Segmentation labeling entries:
☆ ☆ ☆ ☆

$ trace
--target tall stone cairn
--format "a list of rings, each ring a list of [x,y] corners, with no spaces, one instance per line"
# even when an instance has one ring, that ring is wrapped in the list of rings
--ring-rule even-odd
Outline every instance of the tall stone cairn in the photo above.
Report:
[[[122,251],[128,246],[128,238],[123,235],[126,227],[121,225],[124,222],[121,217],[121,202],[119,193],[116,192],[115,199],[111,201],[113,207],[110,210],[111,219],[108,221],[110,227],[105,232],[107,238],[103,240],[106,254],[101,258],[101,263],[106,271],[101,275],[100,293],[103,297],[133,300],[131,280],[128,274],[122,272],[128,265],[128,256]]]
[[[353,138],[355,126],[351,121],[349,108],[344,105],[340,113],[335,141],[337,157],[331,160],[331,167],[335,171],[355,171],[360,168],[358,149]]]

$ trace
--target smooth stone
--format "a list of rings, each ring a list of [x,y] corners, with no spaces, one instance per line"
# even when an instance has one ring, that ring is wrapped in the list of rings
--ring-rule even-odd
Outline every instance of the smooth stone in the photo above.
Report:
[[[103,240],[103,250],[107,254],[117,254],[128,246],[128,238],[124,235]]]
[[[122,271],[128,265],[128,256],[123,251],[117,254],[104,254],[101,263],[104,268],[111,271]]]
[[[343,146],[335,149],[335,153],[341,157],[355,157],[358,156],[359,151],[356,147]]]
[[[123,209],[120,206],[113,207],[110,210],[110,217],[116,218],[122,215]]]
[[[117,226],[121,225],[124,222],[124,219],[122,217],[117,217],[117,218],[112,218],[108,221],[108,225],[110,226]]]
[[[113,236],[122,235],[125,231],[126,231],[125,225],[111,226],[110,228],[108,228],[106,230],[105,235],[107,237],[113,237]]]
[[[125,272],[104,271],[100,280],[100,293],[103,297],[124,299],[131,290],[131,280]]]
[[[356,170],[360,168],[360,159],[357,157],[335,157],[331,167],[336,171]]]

☆ ☆ ☆ ☆

Exercise description: Reproduce all of the rows above verbatim, preserving every line and character.

Solved problem:
$ trace
--target tall stone cairn
--format "a list of rings, each ring a list of [x,y] corners, with no spaces, one instance per line"
# even when an instance has one ring, that ring is wrapped in the list of rings
--ring-rule even-odd
Outline every instance of the tall stone cairn in the photo above.
Report:
[[[122,251],[128,246],[128,238],[123,235],[126,227],[121,225],[124,222],[121,217],[121,202],[119,193],[116,192],[115,199],[111,201],[113,207],[110,210],[111,219],[108,221],[110,227],[105,232],[107,238],[103,240],[106,254],[101,258],[101,263],[106,271],[101,275],[100,293],[103,297],[133,300],[131,280],[128,274],[122,272],[128,265],[128,256]]]
[[[353,138],[355,126],[351,121],[349,108],[344,105],[340,113],[335,141],[337,157],[331,160],[331,167],[335,171],[355,171],[360,168],[358,149]]]

$ trace
--target smooth stone
--format "a list of rings, each ring a list of [x,y] corners, with no spaces, one instance per line"
# even when an instance has one ring, that ring is wrapped in the list of rings
--ring-rule even-odd
Outline every instance of the smooth stone in the photo above.
Report:
[[[103,240],[103,250],[107,254],[117,254],[128,246],[128,238],[124,235]]]
[[[122,271],[128,265],[128,256],[123,251],[117,254],[104,254],[101,263],[104,268],[111,271]]]
[[[343,146],[335,149],[335,153],[341,157],[355,157],[358,156],[359,151],[356,147]]]
[[[123,209],[120,206],[113,207],[110,210],[110,217],[116,218],[122,215]]]
[[[117,226],[121,225],[124,222],[124,219],[122,217],[117,217],[117,218],[112,218],[108,221],[108,225],[110,226]]]
[[[113,236],[122,235],[125,231],[126,231],[125,225],[111,226],[110,228],[108,228],[106,230],[105,235],[107,237],[113,237]]]
[[[125,272],[104,271],[100,280],[100,293],[103,297],[124,299],[131,290],[131,280]]]
[[[356,170],[360,168],[360,159],[357,157],[335,157],[331,167],[336,171]]]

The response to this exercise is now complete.